### WORK TO DO
Copy out all of the material, matching it word for word.

╭─ GIVEN ENTRIES

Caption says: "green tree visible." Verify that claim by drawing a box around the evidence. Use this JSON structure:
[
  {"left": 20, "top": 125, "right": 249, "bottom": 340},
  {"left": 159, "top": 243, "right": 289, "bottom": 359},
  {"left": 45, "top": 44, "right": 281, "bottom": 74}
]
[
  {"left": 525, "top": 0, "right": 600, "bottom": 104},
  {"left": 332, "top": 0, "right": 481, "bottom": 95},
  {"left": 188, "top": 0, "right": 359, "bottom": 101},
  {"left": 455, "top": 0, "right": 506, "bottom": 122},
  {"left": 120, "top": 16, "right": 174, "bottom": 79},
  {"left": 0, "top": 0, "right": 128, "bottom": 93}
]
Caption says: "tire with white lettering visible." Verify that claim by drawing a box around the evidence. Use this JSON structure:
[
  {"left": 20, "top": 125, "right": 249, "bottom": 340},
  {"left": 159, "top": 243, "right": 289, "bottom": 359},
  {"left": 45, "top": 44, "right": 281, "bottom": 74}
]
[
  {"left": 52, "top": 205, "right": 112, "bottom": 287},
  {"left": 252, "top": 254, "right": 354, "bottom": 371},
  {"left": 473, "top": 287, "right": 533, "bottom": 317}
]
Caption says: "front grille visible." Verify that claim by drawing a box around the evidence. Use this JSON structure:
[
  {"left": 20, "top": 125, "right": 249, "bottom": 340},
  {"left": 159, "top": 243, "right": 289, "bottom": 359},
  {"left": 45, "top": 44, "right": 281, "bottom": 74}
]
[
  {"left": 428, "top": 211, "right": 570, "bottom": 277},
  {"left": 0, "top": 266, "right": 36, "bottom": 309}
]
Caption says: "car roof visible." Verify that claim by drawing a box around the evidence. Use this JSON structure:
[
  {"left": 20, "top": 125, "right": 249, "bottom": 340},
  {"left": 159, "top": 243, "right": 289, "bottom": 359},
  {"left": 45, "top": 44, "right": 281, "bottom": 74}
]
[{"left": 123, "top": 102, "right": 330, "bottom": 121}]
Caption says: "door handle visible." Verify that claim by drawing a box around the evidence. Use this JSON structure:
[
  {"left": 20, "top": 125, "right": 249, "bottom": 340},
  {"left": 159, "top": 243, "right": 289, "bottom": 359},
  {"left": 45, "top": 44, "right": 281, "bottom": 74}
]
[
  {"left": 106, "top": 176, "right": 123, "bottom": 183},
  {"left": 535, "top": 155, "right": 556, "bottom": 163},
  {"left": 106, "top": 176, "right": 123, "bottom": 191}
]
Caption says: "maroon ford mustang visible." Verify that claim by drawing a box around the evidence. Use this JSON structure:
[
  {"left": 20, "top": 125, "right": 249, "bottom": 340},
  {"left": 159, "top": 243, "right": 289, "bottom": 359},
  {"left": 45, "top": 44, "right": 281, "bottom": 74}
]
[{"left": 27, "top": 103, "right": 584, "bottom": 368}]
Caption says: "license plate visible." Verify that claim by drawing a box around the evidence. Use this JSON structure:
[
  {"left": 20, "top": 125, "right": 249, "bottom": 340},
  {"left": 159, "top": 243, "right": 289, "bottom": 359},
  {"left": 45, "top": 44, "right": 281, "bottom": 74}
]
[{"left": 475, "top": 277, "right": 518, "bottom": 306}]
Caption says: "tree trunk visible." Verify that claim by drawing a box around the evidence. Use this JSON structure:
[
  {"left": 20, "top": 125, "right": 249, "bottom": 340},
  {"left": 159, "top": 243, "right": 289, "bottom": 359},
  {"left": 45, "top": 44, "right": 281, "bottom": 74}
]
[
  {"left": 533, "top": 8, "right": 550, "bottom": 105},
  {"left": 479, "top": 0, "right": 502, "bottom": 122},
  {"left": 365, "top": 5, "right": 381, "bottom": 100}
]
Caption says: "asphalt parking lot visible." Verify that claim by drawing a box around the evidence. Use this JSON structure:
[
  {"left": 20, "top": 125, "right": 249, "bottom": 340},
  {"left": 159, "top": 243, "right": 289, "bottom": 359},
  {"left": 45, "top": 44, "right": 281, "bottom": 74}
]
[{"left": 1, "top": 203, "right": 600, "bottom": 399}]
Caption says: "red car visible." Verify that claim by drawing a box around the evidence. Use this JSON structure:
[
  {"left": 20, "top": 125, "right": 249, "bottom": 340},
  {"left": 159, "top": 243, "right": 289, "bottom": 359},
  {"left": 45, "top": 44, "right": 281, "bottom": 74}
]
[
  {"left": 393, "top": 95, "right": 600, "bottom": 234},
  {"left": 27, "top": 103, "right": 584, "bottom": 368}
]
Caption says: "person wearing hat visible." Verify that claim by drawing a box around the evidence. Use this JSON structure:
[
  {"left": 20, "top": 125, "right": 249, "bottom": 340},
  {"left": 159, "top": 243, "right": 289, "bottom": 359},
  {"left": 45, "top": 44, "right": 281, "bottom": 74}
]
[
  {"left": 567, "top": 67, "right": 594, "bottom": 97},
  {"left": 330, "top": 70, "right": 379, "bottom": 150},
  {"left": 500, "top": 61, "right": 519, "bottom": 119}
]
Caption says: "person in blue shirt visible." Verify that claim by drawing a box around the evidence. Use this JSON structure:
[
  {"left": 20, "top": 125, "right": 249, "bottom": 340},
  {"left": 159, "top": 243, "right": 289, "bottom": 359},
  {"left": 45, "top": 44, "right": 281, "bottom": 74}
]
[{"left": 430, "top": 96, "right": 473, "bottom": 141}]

╰─

### FULL ANSWER
Caption says: "green tree visible." Verify that claim by drawing a box around the evidence. Use this JSON structure:
[
  {"left": 20, "top": 125, "right": 249, "bottom": 340},
  {"left": 159, "top": 243, "right": 289, "bottom": 359},
  {"left": 45, "top": 44, "right": 281, "bottom": 74}
]
[
  {"left": 525, "top": 0, "right": 600, "bottom": 104},
  {"left": 332, "top": 0, "right": 481, "bottom": 95},
  {"left": 188, "top": 0, "right": 359, "bottom": 101},
  {"left": 455, "top": 0, "right": 506, "bottom": 122},
  {"left": 120, "top": 16, "right": 174, "bottom": 79},
  {"left": 0, "top": 0, "right": 128, "bottom": 93}
]
Caption says: "tire with white lettering visible." Verify that claim by drawing a box around the evidence. Use this JSON structure:
[
  {"left": 20, "top": 125, "right": 249, "bottom": 340},
  {"left": 159, "top": 243, "right": 289, "bottom": 359},
  {"left": 45, "top": 44, "right": 281, "bottom": 74}
]
[
  {"left": 52, "top": 205, "right": 112, "bottom": 287},
  {"left": 252, "top": 254, "right": 354, "bottom": 371},
  {"left": 473, "top": 287, "right": 533, "bottom": 317}
]
Caption says: "front grille visible." Verify that claim by drawing a box around the evidence. Use this JSON structure:
[
  {"left": 20, "top": 125, "right": 249, "bottom": 340},
  {"left": 159, "top": 243, "right": 289, "bottom": 359},
  {"left": 45, "top": 44, "right": 281, "bottom": 74}
]
[
  {"left": 428, "top": 211, "right": 570, "bottom": 277},
  {"left": 0, "top": 266, "right": 36, "bottom": 309}
]
Caption says: "car roof visible." Verify that claim by drawing a box around the evidence. Use this JSON structure:
[
  {"left": 20, "top": 125, "right": 249, "bottom": 340},
  {"left": 159, "top": 243, "right": 289, "bottom": 359},
  {"left": 45, "top": 44, "right": 281, "bottom": 74}
]
[{"left": 123, "top": 102, "right": 330, "bottom": 121}]
Caption says: "door handle visible." Verify that claim by drawing a box around the evidence. Use this JSON structure:
[
  {"left": 20, "top": 125, "right": 249, "bottom": 340},
  {"left": 159, "top": 243, "right": 289, "bottom": 359},
  {"left": 45, "top": 44, "right": 281, "bottom": 74}
]
[
  {"left": 106, "top": 176, "right": 123, "bottom": 183},
  {"left": 535, "top": 155, "right": 556, "bottom": 163},
  {"left": 106, "top": 176, "right": 123, "bottom": 191}
]
Caption says: "maroon ford mustang visible." Verify that claim by drawing a box around the evidence. Use this JSON structure:
[
  {"left": 20, "top": 125, "right": 249, "bottom": 340},
  {"left": 159, "top": 243, "right": 289, "bottom": 359},
  {"left": 45, "top": 44, "right": 281, "bottom": 74}
]
[{"left": 27, "top": 103, "right": 584, "bottom": 368}]
Caption says: "license plate visible." Verify that claim by drawing a box around the evidence. Use this JSON structure:
[
  {"left": 20, "top": 125, "right": 249, "bottom": 340},
  {"left": 159, "top": 243, "right": 289, "bottom": 359},
  {"left": 45, "top": 44, "right": 281, "bottom": 74}
]
[{"left": 475, "top": 277, "right": 518, "bottom": 306}]
Caption says: "tree trunk visible." Verify that claim by drawing a box around the evidence. Use this JSON structure:
[
  {"left": 20, "top": 125, "right": 249, "bottom": 340},
  {"left": 159, "top": 243, "right": 289, "bottom": 359},
  {"left": 45, "top": 44, "right": 281, "bottom": 74}
]
[
  {"left": 533, "top": 8, "right": 550, "bottom": 105},
  {"left": 479, "top": 0, "right": 502, "bottom": 122},
  {"left": 365, "top": 5, "right": 381, "bottom": 100}
]
Caption says: "asphalt parking lot visible." Verify that claim by drawing a box around the evidence. Use this JSON structure:
[
  {"left": 20, "top": 125, "right": 249, "bottom": 340},
  {"left": 159, "top": 243, "right": 289, "bottom": 359},
  {"left": 45, "top": 44, "right": 281, "bottom": 74}
]
[{"left": 1, "top": 203, "right": 600, "bottom": 399}]
Caption says: "red car visible." Verify that claim by drawing a box around the evidence. Use this JSON structure:
[
  {"left": 20, "top": 125, "right": 249, "bottom": 340},
  {"left": 159, "top": 243, "right": 289, "bottom": 359},
  {"left": 45, "top": 44, "right": 281, "bottom": 74}
]
[
  {"left": 393, "top": 95, "right": 600, "bottom": 234},
  {"left": 27, "top": 103, "right": 584, "bottom": 368}
]
Caption says: "person wearing hat visible." Verify that claim by drawing a box around the evidence. Use this JSON structure:
[
  {"left": 20, "top": 125, "right": 249, "bottom": 340},
  {"left": 159, "top": 243, "right": 289, "bottom": 359},
  {"left": 45, "top": 44, "right": 281, "bottom": 74}
]
[
  {"left": 567, "top": 67, "right": 594, "bottom": 97},
  {"left": 330, "top": 70, "right": 379, "bottom": 150},
  {"left": 500, "top": 61, "right": 519, "bottom": 119}
]
Caption says: "person in blue shirt visible." Verify that claim by drawing a box around the evidence. Use this JSON structure:
[
  {"left": 20, "top": 125, "right": 249, "bottom": 340},
  {"left": 159, "top": 243, "right": 289, "bottom": 359},
  {"left": 45, "top": 44, "right": 281, "bottom": 74}
]
[{"left": 430, "top": 96, "right": 473, "bottom": 141}]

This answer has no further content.